─── SUPPLIED PASSAGE
Yes they don't get the absurd USD salaries they'd get in Seattle or SV, but they also don't have to expose themselves to the more negative parts of living in the USA.

Not a bad compromise.

Icing on the cake is that workers can eventually move to the US mothership office if they want too.

Since the early days of Microsoft opening up an office in Richmond purely has a holding tank for foreigners waiting on US visas, things have changed a lot. Amazon has opened a very significant presence, and Microsoft has pivoted into creating a "real" office in Vancouver and have massively expanded it. This includes both their Xbox Coalition Gears of War studio and a normal Microsoft office.

Pre-pandemic Amazon and Apple were planning significant new office space ventures in Vancouver. Not sure what the pandemic means for that now.

Anyway this trend is a significant input that will keep the housing prices aloft. When this thread was started you could legit pose the question of who was capable of buying at these prices, given that Vancouver wages were so low, but reality has caught up with the bubble. There are now a lot more Vancouverites out there with 6 figure tech jobs that can legit afford pricy Vancouver housing.

Femtosecond fucked around with this message at 20:05 on Aug 8, 2020

Subjunctive
Sep 12, 2006

✨sparkle and shine✨

Lead out in cuffs posted:

Isn't this literally why all the tech companies are setting up shop in Vancouver?

Seems a lot more reliable than the H-1B process.

You don't need to get Canadian citizenship, just work for a year (net of time spent in the US) and get an L1-A or -B depending on your role. Netscape did it for me in 1998, I did it for people at Mozilla in 2008, a friend just had Google do it for them in 2018. Story as old as time.

Franks Happy Place
Mar 15, 2011

It is by weed alone I set my mind in motion. It is by the dank of Sapho that thoughts acquire speed, the lips acquire stains, stains become a warning. It is by weed alone I set my mind in motion.
Microsoft is making a huge play for SaaS in the weed industry, so I'd imagine the Vancouver office is a useful place to grab them dollars in a place where it's not, you know, federally illegal.

half cocaine
Jul 22, 2019


Is weed in contango?

half cocaine
Jul 22, 2019


https://twitter.com/bloombergca/status/1293529685884907521?s=21
I guess this is something.

Lead out in cuffs
Sep 18, 2012

"That's right. We've evolved."
──────
─── RECORDS SUPPLIED
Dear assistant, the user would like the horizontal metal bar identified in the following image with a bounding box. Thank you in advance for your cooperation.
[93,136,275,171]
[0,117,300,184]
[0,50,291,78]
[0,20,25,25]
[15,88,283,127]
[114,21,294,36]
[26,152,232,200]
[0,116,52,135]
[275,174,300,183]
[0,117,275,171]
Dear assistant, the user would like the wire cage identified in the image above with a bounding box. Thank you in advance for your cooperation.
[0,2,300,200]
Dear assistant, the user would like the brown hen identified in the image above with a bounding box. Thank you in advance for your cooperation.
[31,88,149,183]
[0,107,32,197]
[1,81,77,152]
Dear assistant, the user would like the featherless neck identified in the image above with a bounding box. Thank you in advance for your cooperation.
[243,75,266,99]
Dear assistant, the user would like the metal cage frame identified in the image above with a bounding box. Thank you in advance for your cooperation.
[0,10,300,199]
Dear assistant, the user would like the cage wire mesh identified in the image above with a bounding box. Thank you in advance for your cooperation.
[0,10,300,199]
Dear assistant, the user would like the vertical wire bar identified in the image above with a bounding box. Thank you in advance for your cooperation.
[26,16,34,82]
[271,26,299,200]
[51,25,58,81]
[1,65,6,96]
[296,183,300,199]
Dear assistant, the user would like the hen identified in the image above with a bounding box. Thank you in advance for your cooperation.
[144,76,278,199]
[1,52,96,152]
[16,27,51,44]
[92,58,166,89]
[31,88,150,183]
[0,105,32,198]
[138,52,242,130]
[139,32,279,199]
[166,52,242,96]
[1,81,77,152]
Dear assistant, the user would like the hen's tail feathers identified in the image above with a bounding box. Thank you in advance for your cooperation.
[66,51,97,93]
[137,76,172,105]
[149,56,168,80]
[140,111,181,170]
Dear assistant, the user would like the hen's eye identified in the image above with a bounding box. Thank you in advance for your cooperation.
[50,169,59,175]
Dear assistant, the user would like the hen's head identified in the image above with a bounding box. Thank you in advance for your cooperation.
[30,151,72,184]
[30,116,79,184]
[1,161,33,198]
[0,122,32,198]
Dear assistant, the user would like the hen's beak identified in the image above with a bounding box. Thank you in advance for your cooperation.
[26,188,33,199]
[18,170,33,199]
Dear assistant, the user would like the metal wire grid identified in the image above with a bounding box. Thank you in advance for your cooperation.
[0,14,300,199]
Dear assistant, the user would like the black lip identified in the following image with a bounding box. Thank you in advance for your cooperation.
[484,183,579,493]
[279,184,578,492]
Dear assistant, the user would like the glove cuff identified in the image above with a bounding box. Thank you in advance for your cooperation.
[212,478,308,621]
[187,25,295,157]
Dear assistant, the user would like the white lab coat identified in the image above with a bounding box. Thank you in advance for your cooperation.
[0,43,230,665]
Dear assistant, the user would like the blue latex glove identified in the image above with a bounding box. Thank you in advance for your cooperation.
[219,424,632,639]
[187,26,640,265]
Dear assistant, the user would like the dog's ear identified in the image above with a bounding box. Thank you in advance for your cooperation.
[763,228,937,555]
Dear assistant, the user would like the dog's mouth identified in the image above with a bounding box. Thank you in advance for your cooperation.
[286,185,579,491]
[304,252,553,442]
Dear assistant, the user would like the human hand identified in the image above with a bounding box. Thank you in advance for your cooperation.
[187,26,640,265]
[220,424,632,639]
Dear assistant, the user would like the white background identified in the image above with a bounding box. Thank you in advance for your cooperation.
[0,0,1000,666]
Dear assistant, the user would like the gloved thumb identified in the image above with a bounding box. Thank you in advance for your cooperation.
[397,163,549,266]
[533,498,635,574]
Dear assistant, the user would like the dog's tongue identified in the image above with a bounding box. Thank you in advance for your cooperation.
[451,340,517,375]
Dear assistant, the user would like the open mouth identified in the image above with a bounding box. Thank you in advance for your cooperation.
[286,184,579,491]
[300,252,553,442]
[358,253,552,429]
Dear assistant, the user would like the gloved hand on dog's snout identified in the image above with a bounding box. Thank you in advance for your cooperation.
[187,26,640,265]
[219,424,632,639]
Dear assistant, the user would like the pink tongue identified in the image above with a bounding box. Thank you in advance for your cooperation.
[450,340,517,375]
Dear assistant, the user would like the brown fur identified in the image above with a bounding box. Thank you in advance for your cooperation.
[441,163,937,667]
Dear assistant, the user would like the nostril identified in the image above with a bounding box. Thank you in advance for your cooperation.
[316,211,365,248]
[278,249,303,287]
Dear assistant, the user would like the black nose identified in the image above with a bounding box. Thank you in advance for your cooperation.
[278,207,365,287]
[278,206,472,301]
──────
TASK INSTRUCTIONS
**1)** Write out the Vancouver tech-jobs forum thread from "You don't need" up to and including "weed in contango?".
**2)** Extend the forum thread on tech jobs and Vancouver housing past its last line.

EXERCISE RESPONSES
**1)**
You don't need to get Canadian citizenship, just work for a year (net of time spent in the US) and get an L1-A or -B depending on your role. Netscape did it for me in 1998, I did it for people at Mozilla in 2008, a friend just had Google do it for them in 2018. Story as old as time.

Franks Happy Place
Mar 15, 2011

It is by weed alone I set my mind in motion. It is by the dank of Sapho that thoughts acquire speed, the lips acquire stains, stains become a warning. It is by weed alone I set my mind in motion.
Microsoft is making a huge play for SaaS in the weed industry, so I'd imagine the Vancouver office is a useful place to grab them dollars in a place where it's not, you know, federally illegal.

half cocaine
Jul 22, 2019


Is weed in contango?

**2)**
"I can see that. Cool mutations."




What's the business model in insuring subprime mortgages in the case of a crash? Just declare bankruptcy and tell everyone "lol, sorry"?

half cocaine
Jul 22, 2019


Lead out in cuffs posted:

What's the business model in insuring subprime mortgages in the case of a crash? Just declare bankruptcy and tell everyone "lol, sorry"?

The business model is relying on the federal government to bail out an industry that's too big to fail and a middle class that's growing at record speed.

qhat
Jul 6, 2015


You can only bailout so much until the federal government is quite literally buying houses.

Sassafras
Dec 24, 2004

by Athanatos

qhat posted:

You can only bailout so much until the federal government is quite literally buying houses.

Or hotels!

B.C. taxpayers Canada’s biggest hotel buyers
The B.C. government accounted for one-third of the sales and more than half the dollar volume in Canada hotel transactions during the second quarter

qhat
Jul 6, 2015


I mean poo poo they already nationalised the Canadian bond market, it might not be long before BoC has a whole bunch of houses on their balances sheets whether they want them or not.

T.C.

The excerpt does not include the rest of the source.